### Aim of the task:
Output only the lines from the one holding "blue jeans, put" to the end of the data below, please, copied exactly.

### Stored records:
* Begin *
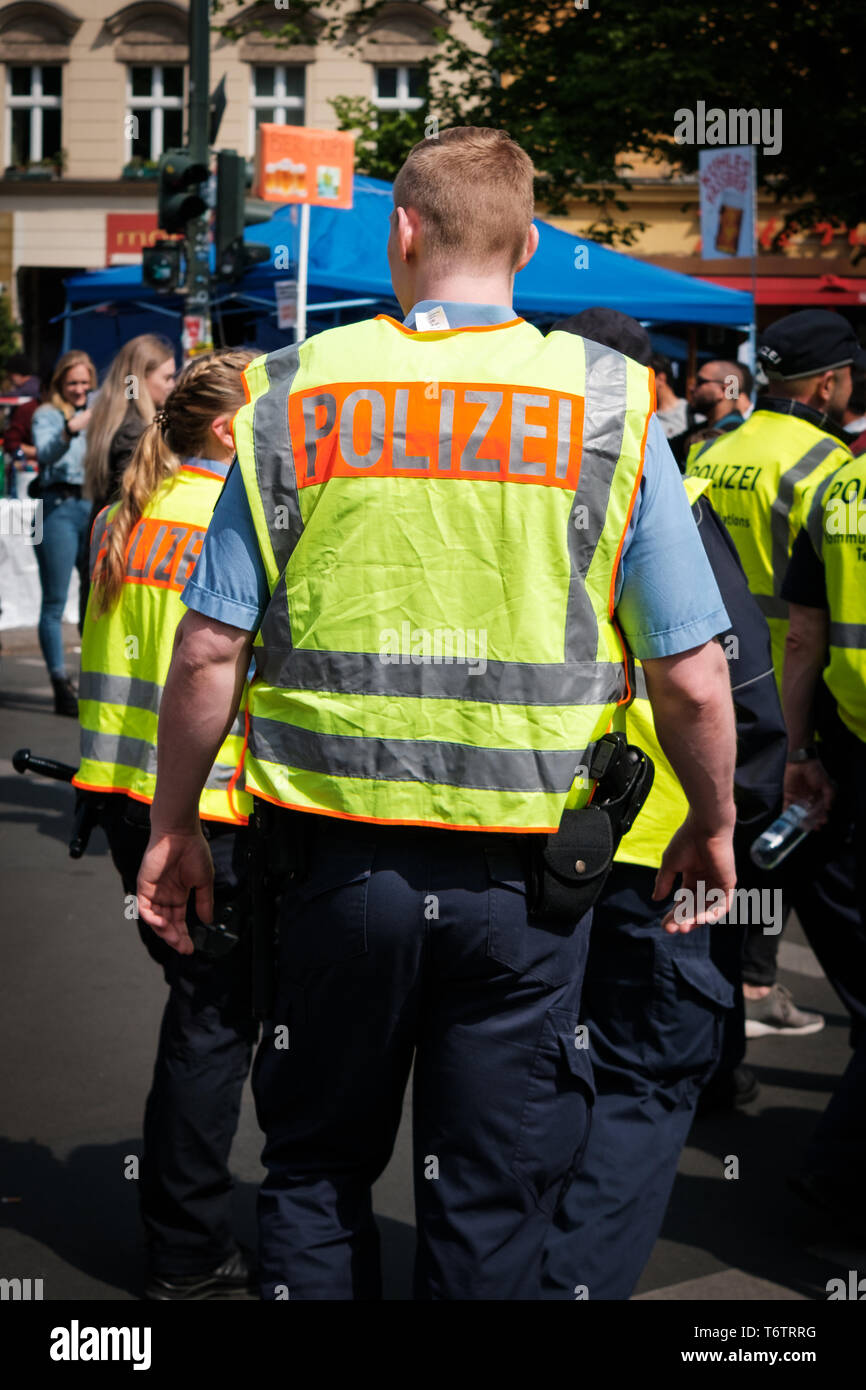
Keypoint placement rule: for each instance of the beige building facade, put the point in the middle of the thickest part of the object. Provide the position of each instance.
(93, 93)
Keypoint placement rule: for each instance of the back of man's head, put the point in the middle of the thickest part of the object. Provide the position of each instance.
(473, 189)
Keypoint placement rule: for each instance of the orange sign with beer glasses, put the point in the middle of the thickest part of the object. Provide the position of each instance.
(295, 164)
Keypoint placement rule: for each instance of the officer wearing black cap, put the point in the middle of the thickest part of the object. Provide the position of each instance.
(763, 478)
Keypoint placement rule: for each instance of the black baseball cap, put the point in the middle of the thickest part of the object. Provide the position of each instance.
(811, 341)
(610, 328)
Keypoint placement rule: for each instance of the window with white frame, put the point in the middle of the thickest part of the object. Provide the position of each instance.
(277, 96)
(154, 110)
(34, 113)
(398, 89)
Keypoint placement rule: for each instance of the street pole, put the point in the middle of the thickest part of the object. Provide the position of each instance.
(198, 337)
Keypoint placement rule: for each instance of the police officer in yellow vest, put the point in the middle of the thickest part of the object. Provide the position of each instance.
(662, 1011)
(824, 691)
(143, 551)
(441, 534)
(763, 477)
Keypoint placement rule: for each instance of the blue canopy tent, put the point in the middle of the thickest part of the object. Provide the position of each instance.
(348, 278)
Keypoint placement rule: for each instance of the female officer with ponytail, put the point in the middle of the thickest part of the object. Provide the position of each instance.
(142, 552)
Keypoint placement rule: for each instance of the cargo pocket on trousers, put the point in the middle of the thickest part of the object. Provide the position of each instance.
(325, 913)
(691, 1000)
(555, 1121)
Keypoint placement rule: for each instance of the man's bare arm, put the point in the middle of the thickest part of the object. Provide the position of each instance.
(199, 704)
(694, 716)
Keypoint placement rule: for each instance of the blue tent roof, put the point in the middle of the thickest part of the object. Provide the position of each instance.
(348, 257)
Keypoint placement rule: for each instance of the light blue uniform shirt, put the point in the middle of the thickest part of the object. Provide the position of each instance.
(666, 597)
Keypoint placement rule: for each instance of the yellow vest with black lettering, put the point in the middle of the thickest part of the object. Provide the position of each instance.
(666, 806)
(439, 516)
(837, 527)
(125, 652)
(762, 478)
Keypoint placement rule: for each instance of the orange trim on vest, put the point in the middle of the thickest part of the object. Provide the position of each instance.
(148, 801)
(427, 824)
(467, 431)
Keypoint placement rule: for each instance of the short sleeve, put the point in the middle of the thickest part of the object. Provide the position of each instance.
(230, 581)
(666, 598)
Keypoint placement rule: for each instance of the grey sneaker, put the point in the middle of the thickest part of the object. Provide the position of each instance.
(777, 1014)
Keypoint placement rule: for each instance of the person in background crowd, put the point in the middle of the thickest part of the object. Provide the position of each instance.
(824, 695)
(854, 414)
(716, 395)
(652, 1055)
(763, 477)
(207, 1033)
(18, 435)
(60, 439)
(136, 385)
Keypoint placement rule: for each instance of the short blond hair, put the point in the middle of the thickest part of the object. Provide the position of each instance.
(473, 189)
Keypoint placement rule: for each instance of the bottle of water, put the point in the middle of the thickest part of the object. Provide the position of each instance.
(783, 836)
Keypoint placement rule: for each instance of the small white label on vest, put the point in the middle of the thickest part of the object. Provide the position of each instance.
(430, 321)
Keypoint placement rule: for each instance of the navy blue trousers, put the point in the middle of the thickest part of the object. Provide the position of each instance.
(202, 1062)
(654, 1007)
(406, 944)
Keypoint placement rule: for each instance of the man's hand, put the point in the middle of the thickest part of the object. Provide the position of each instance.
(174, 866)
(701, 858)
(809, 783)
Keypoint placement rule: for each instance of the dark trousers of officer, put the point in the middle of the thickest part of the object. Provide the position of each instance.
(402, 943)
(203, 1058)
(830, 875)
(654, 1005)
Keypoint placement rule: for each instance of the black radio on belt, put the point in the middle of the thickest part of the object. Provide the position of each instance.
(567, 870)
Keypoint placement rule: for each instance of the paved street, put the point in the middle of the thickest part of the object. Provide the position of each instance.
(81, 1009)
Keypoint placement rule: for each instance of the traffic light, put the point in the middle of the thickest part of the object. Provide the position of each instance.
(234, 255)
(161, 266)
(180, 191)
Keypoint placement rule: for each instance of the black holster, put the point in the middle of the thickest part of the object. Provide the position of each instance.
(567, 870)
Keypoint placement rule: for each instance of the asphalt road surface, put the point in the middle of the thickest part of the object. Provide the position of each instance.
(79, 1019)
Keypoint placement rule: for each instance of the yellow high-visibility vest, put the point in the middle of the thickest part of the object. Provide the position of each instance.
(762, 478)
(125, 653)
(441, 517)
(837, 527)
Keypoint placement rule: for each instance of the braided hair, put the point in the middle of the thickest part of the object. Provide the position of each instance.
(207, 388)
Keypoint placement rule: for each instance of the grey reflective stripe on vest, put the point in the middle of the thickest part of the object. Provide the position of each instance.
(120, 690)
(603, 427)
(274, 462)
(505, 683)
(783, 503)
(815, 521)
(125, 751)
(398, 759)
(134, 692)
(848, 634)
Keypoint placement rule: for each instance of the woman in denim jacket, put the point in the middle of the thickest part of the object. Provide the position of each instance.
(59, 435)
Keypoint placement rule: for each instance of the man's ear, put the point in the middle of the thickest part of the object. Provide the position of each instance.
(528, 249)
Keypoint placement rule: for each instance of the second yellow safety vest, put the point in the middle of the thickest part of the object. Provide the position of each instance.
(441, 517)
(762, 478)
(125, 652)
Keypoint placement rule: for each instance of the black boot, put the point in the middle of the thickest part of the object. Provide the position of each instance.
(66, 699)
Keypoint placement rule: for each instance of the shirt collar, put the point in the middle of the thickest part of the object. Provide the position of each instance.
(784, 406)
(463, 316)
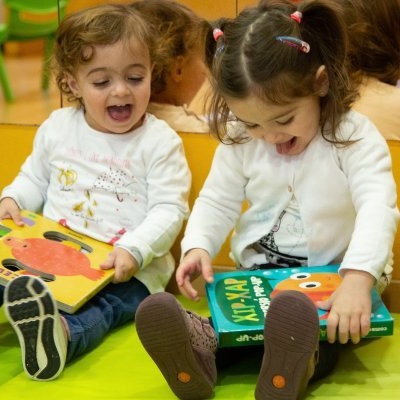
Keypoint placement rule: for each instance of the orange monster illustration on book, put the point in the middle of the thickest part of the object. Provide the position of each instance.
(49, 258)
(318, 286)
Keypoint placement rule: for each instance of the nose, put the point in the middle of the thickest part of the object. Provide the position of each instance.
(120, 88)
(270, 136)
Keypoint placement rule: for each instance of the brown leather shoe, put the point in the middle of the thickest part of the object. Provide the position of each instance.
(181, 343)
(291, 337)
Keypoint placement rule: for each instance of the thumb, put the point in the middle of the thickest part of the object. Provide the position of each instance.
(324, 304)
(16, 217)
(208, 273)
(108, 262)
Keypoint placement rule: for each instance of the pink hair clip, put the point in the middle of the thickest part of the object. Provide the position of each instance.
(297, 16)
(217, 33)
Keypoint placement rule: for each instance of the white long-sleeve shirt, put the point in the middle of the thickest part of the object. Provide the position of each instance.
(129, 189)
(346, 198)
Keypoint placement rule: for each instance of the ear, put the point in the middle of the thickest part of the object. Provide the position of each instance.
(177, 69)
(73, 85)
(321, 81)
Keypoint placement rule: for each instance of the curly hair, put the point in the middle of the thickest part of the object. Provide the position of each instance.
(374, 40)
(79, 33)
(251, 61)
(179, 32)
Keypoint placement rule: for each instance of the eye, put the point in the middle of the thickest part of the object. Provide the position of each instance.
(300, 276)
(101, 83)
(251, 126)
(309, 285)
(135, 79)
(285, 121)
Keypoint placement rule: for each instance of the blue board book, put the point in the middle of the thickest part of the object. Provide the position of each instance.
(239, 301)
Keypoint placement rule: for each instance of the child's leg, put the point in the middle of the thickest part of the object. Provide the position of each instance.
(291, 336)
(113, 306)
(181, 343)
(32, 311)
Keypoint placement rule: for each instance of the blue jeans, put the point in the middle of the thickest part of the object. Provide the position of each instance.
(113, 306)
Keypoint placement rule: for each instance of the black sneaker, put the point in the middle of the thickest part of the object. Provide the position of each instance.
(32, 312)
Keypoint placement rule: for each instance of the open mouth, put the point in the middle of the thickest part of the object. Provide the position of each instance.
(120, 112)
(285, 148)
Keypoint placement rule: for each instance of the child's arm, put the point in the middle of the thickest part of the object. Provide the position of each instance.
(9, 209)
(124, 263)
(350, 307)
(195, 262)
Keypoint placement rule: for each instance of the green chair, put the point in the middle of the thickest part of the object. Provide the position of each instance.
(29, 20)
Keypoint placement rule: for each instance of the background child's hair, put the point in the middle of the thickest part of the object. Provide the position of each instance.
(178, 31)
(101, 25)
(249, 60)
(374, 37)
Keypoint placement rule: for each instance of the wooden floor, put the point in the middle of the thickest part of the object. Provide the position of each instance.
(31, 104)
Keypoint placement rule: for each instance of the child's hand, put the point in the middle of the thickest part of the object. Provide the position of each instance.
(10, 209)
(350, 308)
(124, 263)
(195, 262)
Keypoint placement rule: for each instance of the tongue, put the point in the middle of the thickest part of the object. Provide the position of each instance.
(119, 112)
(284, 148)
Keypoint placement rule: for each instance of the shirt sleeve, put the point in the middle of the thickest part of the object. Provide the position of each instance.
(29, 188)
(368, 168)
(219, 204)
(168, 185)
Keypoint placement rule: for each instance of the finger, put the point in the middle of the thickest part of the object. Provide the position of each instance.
* End *
### Final answer:
Keypoint placement rule: for each instance of the blue jeans, put the point in the middle of the thickest part of the object. Provide the position of each instance.
(113, 306)
Keypoint placement rule: for each instance of the black sneaker, put the point in the middle of the thickest part of the object. Provide the position of each instance.
(32, 312)
Keypoint placement rule: for each instance of the open mouth, put the point in the middle of the thickest part of the object. Provide the position of each instance.
(120, 112)
(285, 148)
Keypoint placement rule: for each instance of the child's arm, put the point in the middle of the thickest part of the object. Provide the position of each instance.
(9, 209)
(124, 263)
(350, 307)
(195, 262)
Keypoint placement rule: for each instance of the green chair, put the point in the middle of the thickest part of the object. Provide the position of each instance.
(29, 20)
Keypoint placement rule: for each instance of the background child's hair, put the point in the middle of the thickest part of the object. Provide the position of each instance.
(178, 31)
(101, 25)
(249, 60)
(374, 37)
Keypoint placement rule: for each instance of the wooden floor, put the point in the middle of the thickest part of the object. Provide the position of each instance.
(31, 104)
Keypoint placement rule: for each instance of the child's hand, put the point in the middle of the thickest part of the object. Provide the position of each instance.
(10, 209)
(350, 308)
(124, 263)
(195, 262)
Keypoint placement rule: for each instance of the tongue, put the point in the middle of the thickest part of the object. Provide the position of each instance.
(119, 112)
(284, 148)
Keypoint placement rule: for each instance of the shirt sleeve, put the point in the middle of the thickest part of the object. Provide the position of each instance.
(29, 188)
(368, 168)
(219, 204)
(168, 185)
Keypoint placement rule: for each instance of the finger, put the point in the middle of the thickest part of the object. Provide the position of each instance.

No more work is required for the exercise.